── Texte fourni ──

Entre fascination morbide et clichés tenaces, la médecine légale intrigue autant qu’elle dérange. Derrière les fantasmes de séries télé et les idées reçues bien ancrées, des professionnelles racontent un quotidien fait d’écoute, d’empathie… et de bottes en forêt.

Non, les médecins légistes ne travaillent pas dans des frigos. Non, ils ne sont pas « tous gothiques », « dépressifs » ou en train d’écouter du métal à la lueur d’une bougie noire. Et non, ils ne détestent pas les vivants.

« On nous décrit souvent comme des gens très sombres, alors qu’au contraire, c’est un métier très social, insiste Jessica. Nos patients vivants sont des victimes, parfois très seules. On est parfois la première personne à vraiment les écouter. »

───
── Données répertoriées ──

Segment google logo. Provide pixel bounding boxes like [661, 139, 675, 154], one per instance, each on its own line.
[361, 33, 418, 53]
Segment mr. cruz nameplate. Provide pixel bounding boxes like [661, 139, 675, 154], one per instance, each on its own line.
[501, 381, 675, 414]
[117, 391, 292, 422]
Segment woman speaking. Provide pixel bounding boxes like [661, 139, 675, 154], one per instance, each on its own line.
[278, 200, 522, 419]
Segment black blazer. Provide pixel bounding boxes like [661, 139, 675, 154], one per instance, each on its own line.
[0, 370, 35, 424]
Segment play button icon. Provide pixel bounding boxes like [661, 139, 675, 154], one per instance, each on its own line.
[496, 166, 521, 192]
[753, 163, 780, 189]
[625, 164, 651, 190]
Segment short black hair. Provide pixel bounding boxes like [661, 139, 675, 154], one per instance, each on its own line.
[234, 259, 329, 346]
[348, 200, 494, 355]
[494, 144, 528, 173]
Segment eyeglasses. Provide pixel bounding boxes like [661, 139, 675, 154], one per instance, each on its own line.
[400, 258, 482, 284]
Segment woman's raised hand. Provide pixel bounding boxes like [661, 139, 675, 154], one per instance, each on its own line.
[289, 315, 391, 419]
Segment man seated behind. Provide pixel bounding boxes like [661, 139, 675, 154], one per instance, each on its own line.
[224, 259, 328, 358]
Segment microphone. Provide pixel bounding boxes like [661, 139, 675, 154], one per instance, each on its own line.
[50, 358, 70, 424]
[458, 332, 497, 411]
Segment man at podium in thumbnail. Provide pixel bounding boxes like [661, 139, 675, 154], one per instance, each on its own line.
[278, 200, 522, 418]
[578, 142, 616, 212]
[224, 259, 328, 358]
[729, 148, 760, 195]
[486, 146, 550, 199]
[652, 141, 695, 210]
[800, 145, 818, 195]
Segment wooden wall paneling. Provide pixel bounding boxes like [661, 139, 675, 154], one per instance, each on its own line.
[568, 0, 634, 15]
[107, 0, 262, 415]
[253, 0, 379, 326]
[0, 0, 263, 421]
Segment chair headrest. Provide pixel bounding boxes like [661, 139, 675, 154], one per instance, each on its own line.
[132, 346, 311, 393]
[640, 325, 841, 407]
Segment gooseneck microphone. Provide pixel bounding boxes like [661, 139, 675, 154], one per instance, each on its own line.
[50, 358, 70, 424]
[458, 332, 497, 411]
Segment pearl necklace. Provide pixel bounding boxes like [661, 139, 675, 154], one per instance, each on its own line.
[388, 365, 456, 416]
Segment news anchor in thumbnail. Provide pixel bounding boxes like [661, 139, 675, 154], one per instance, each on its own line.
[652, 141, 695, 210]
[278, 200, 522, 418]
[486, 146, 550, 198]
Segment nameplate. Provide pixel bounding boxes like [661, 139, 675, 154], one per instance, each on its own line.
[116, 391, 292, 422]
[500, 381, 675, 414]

───

Questions ->
1 - D'après le texte sur la médecine légale, qui sont les patients vivants des médecins légistes ?
2 - Recopiez le passage du texte sur la médecine légale qui commence par « Non, les médecins » et se poursuit jusqu'à « pas les vivants. ».
3 - Rédigez, s'il vous plaît, la suite du texte sur la médecine légale à partir de sa dernière phrase.

Corrigé ->
1 - Ce sont des victimes, parfois très seules.

2 -
Non, les médecins légistes ne travaillent pas dans des frigos. Non, ils ne sont pas « tous gothiques », « dépressifs » ou en train d’écouter du métal à la lueur d’une bougie noire. Et non, ils ne détestent pas les vivants.

3 -
Mélanie renchérit : « Certains pensent qu’on est là parce qu’on n’aime pas les vivants, et que c’est plus simple avec les morts. Alors qu’en réalité, c’est l’inverse : il faut être particulièrement sensible à la détresse humaine, et donc très sociable quand on travaille en médecine légale. » Il y a aussi toute la coordination avec les autres acteurs du secteur : juristes, policiers, enquêteurs…

Odeurs, blouses et clichés de cinéma

Et l’odeur, alors ? Celle qu’on imagine, qui colle à la peau ? « L’odeur de la putréfaction… oui, c’est comme une poubelle restée trop longtemps au soleil », explique Jessica. Mélanie, technicienne en salle d’autopsie, ajoute : « Mais on s’y fait. »

Du côté de la tenue, on oublie la blouse blanche immaculée : « Ça tâche, je préfère le noir », sourit Jessica. Pas de costume de série télé non plus pour les médecins légistes : « On est habillées en civil, donc nos vêtements de tous les jours. En hiver, j’ai des gros pulls et des sous-vêtements thermiques, parce qu’on se retrouve souvent dehors, sous la pluie ou dans le froid. J’ai aussi des bottes pour aller en forêt. Les talons aiguilles, par contre, j’évite au boulot (sourire). »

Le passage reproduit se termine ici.